**To do:** Copy out each line below containing "baby".

**Data extract:**
.....

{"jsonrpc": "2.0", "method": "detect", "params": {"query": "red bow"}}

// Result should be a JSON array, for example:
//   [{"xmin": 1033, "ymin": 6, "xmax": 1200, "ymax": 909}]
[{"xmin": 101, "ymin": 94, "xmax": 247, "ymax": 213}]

.....

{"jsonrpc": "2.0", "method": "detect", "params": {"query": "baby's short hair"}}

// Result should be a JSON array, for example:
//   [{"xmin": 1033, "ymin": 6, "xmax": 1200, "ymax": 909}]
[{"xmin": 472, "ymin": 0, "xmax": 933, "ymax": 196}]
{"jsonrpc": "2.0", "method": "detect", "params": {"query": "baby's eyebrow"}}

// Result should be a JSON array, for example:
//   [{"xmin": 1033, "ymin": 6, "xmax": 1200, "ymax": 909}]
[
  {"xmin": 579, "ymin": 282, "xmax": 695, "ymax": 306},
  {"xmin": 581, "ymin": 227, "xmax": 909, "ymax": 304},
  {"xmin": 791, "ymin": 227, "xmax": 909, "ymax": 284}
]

.....

**Response to this task:**
{"jsonrpc": "2.0", "method": "detect", "params": {"query": "baby's short hair"}}
{"jsonrpc": "2.0", "method": "detect", "params": {"query": "baby's eyebrow"}}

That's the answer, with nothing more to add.